Contesta estas preguntas según la lectura que sigue:
(a) ¿Cómo se considera a Dios en el aspecto en que el autor decide detenerse especialmente?
(b) Según lo que decía Dante, ¿cómo deben ser consideradas las obras del ingenio humano?
(c) ¿A qué confió Dios la realización de parte de su plan de armonía y belleza?

TEXTO DE LECTURA:
▼

Hay un aspecto de nuestro conocimiento de Dios que corresponde a
varias de las preocupaciones de la filosofía contemporánea, y que
quedó más o menos soterrado en el acervo de los conocimientos de la
doctrina católica, corrientes en grandes masas de fieles.
Parece que sobre ellos es conveniente que me detenga más
especialmente. Es la consideración de Dios como causa ejemplar del
universo.
Dios creó el universo, y después le dio al hombre la facultad de
completar varios aspectos del orden y de la belleza universal por
medio de su acción. De modo que, como decía Dante, todas las cosas
son hijas de Dios y las obras del ingenio humano deben ser
consideradas nietas de Dios. Así, Dios, al crear el universo, tuvo
en vista un admirable plan de armonía y belleza, pero dejó la
realización de parte de ese plan confiada a las luces, al arbitrio,
al ingenio del hombre.

▲

Etiquetas de puntos de los objetos:
▼

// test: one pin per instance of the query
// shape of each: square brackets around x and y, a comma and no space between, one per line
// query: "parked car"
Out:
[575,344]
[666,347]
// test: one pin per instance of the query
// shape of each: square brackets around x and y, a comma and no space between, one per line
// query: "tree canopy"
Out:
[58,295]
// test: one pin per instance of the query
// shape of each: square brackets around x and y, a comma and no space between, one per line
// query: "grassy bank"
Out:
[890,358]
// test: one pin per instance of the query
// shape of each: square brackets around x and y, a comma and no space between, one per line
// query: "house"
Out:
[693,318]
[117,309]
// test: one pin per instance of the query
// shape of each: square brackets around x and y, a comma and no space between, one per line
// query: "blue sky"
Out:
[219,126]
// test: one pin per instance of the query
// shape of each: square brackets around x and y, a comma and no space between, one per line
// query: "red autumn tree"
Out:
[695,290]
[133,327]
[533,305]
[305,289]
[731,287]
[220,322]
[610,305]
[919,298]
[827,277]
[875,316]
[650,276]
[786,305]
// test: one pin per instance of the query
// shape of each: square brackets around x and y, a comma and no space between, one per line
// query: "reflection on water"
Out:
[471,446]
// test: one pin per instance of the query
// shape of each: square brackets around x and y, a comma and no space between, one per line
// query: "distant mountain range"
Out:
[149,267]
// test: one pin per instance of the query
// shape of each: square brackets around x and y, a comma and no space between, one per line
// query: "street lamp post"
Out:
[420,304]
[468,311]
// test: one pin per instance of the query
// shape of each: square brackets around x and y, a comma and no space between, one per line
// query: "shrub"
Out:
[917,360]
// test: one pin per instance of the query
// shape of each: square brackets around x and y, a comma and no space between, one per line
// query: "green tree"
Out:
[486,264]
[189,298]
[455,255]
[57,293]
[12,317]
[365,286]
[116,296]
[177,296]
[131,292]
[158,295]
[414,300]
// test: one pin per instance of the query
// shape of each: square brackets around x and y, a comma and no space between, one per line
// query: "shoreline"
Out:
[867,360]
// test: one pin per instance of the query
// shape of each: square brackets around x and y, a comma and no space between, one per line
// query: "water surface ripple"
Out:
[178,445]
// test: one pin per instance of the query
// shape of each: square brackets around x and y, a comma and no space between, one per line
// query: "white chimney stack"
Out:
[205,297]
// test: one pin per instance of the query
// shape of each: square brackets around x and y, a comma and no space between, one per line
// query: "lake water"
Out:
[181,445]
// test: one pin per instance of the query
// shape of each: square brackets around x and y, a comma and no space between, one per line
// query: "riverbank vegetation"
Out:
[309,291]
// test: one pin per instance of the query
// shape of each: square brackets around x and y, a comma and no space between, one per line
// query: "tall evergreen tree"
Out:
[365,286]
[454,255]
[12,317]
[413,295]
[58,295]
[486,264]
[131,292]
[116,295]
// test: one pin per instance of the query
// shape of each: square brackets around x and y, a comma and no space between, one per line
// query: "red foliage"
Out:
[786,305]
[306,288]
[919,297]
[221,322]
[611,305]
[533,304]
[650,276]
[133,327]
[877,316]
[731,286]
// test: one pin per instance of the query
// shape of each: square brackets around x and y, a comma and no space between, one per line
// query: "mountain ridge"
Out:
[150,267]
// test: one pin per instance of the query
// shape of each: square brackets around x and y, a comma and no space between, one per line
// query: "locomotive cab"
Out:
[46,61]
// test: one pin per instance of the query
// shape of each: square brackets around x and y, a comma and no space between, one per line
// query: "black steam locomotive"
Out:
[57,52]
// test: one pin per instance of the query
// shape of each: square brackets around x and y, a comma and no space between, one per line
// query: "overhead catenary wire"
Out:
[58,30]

▲

RESPUESTA:
(a) Como causa ejemplar del universo.
(b) Como nietas de Dios.
(c) A las luces, al arbitrio y al ingenio del hombre.